### Anweisung
Zieh aus den Einträgen unten jede Zeile heraus, in der das Wort „hair“ vorkommt. Groß- und Kleinschreibung zählt dabei.

### Angezeigte Einträge

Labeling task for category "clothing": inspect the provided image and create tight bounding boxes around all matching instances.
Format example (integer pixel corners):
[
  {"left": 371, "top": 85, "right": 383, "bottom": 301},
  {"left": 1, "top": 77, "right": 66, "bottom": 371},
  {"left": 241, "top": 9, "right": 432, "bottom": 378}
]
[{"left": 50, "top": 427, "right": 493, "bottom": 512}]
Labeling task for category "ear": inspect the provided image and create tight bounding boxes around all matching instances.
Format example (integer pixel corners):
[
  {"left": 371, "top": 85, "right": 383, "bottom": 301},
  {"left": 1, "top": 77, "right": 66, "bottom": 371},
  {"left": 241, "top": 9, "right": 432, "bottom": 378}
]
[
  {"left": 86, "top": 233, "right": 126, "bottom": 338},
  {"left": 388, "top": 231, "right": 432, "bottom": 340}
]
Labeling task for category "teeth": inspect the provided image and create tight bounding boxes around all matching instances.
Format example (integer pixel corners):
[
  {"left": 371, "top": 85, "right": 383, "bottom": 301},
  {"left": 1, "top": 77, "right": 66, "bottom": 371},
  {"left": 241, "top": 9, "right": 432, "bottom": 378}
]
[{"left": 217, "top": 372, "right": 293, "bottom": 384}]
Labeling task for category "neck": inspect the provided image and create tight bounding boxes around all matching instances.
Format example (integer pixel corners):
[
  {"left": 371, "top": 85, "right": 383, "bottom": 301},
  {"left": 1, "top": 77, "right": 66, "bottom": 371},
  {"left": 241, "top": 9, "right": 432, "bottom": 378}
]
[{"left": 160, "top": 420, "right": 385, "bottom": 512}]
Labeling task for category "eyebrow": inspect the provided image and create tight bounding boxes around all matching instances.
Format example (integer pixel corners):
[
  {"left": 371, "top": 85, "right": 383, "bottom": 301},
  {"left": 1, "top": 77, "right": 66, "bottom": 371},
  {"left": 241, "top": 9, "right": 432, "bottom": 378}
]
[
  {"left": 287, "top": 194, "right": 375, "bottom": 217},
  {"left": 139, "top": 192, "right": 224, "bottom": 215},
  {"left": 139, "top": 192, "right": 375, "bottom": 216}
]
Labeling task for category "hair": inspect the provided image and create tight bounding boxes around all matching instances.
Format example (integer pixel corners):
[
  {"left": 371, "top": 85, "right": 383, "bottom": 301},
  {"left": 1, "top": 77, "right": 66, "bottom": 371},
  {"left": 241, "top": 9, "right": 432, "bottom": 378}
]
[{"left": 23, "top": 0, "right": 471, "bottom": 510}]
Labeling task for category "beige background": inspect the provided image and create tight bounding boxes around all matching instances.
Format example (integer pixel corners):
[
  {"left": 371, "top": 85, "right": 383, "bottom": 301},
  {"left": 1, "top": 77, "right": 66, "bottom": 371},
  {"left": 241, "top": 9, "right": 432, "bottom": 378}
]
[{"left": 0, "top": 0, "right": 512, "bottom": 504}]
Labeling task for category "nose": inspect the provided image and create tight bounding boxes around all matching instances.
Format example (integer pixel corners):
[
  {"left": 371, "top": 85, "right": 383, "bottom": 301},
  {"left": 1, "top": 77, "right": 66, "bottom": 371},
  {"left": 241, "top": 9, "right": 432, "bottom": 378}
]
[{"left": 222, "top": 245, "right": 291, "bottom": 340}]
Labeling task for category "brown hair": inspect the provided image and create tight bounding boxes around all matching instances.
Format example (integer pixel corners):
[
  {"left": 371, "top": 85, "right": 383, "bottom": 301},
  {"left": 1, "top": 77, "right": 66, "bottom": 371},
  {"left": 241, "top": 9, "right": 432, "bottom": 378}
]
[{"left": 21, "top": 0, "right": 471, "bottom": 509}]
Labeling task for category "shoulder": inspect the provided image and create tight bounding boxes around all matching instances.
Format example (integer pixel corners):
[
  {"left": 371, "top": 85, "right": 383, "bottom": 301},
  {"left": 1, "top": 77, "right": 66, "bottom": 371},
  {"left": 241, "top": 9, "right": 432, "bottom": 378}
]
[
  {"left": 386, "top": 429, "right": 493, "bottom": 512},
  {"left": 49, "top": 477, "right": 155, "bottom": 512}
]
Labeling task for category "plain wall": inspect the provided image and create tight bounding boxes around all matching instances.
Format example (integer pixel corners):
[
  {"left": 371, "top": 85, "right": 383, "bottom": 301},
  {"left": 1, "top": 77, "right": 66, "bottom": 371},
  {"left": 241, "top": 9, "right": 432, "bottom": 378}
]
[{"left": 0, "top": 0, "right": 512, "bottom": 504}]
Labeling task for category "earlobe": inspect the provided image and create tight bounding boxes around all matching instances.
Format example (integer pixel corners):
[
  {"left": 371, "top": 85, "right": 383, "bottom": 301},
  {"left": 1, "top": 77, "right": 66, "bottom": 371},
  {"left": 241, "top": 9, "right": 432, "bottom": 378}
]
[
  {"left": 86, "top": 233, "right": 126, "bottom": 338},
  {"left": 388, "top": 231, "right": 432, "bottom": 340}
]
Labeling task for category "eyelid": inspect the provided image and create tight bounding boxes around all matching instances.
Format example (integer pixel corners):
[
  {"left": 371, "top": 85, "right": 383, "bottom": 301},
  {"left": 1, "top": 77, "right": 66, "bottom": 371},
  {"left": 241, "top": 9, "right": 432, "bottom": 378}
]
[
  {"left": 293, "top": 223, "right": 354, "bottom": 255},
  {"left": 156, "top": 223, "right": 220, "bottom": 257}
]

### Antwort
Labeling task for category "hair": inspect the provided image and create tight bounding boxes around all matching instances.
Labeling task for category "brown hair": inspect the provided image and create tight bounding boxes around all matching instances.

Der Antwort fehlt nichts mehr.